Assignment
The answer is the set of lines that include "pixels", copied from the data below.

[[ Record set open ]]

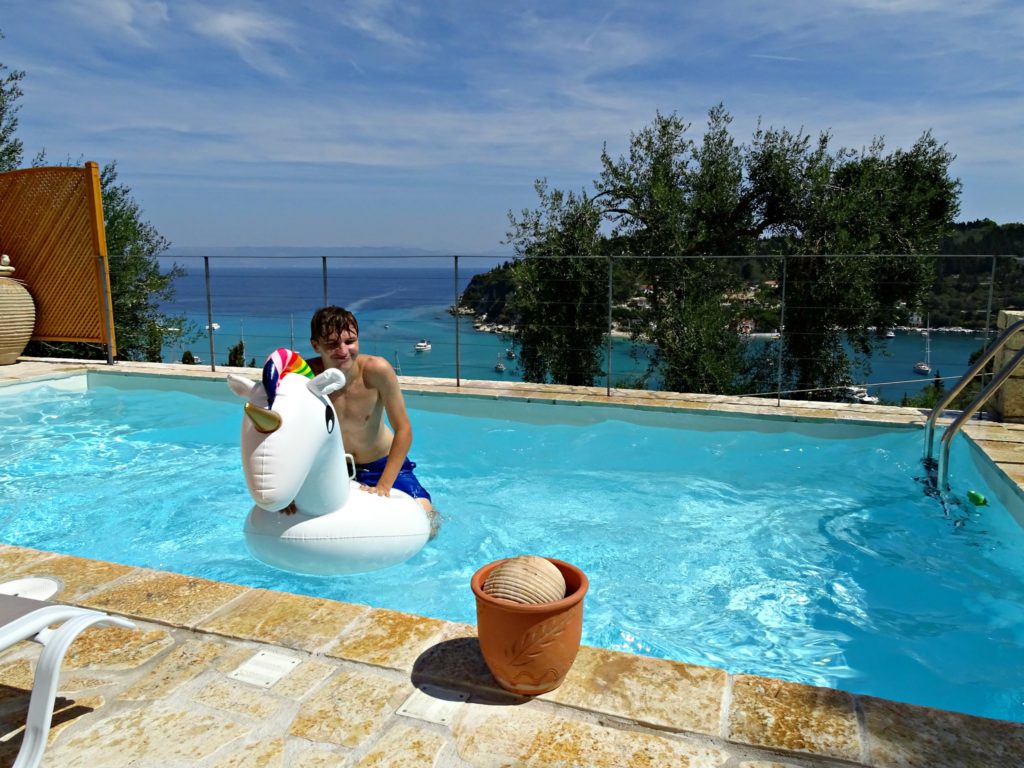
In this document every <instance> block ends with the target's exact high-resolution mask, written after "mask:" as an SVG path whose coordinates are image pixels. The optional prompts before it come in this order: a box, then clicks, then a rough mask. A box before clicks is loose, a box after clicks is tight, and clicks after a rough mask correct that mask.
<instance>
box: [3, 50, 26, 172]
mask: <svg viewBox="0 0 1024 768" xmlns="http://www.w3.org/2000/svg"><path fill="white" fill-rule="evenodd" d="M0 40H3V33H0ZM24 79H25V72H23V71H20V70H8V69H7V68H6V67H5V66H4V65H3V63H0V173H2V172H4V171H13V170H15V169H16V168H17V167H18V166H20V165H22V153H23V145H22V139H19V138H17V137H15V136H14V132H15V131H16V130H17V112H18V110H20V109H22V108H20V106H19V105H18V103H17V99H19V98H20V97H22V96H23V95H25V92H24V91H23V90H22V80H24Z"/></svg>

[[ Record set closed ]]
[[ Record set open ]]

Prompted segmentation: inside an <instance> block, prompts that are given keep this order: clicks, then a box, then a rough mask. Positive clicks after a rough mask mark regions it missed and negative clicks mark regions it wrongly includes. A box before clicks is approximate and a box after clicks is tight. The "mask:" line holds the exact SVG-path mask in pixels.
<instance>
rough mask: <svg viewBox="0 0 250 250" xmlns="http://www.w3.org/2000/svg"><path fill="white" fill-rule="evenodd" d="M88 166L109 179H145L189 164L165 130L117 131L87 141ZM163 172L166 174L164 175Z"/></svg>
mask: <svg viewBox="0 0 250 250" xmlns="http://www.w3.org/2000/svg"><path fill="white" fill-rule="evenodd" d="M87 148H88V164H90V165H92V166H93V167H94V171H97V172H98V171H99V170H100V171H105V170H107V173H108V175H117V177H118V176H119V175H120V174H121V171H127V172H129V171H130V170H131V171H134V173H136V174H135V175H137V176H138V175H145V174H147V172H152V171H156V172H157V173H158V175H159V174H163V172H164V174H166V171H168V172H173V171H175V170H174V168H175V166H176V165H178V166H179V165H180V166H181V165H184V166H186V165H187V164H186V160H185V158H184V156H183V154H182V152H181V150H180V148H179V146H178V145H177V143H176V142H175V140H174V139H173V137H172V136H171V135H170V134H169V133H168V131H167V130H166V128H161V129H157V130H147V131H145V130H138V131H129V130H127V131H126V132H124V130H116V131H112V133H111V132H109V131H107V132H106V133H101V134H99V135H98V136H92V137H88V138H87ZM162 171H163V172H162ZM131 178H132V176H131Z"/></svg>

[[ Record set closed ]]

Task solution
In this document every <instance> block ends with the target's exact high-resolution mask, written after "mask:" as an SVG path whose coordinates are image pixels. The optional prompts before it come in this order: a box, then clicks, then a rough mask. A box before clicks is loose, a box after clicks is tight, and clicks after a rough mask correct that mask.
Prompted segmentation: inside an <instance> block, prompts that are given keep this order: clicks, then a box, then a rough mask. Positive clicks after a rough mask mark regions it missed and negative clicks mark regions it wrongly includes. A box before clicks is approximate and a box after clicks is tight. The "mask:" line holds the exact SVG-path mask in pixels.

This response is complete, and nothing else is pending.